§ **TASK INSTRUCTIONS**
Collect every line of the entries below that contains the word "hand", copying each one in full.

§ **GIVEN RECORDS**
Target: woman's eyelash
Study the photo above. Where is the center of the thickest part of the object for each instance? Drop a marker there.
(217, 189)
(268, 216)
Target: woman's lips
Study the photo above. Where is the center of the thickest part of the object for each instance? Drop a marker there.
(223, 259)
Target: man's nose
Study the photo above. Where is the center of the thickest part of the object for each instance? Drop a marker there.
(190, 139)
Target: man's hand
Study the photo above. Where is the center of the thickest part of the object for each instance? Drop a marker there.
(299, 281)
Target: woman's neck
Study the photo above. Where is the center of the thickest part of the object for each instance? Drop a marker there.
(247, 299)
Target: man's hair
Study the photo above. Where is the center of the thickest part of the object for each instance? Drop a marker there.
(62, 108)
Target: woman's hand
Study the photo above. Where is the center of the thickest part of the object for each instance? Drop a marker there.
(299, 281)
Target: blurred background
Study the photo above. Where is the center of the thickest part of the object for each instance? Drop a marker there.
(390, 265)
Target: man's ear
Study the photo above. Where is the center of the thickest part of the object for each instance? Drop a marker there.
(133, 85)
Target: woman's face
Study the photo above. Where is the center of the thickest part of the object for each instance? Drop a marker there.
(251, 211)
---
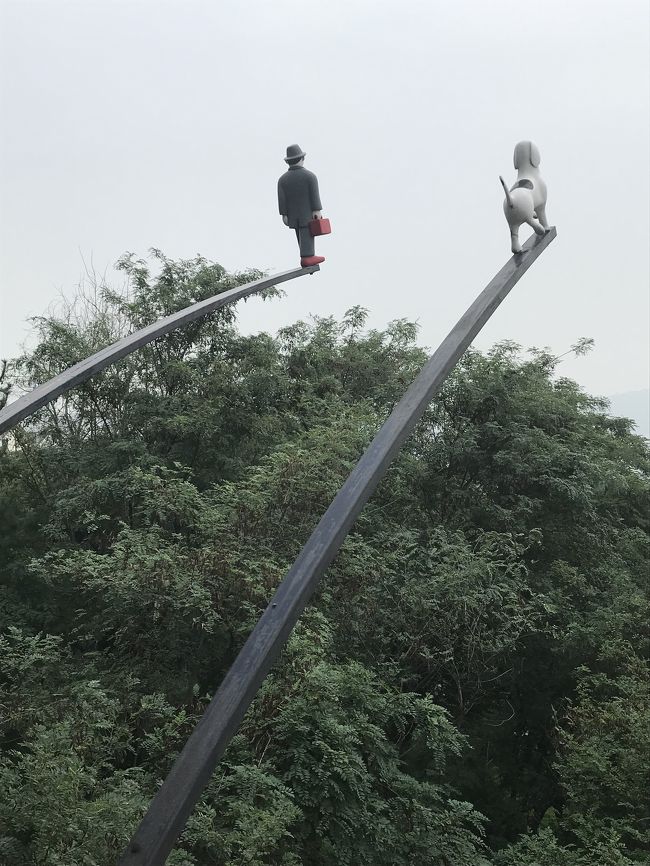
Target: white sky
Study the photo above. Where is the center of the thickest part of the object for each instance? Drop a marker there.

§ **RESULT FOR THIS TASK**
Target: man's hand
Target: woman's hand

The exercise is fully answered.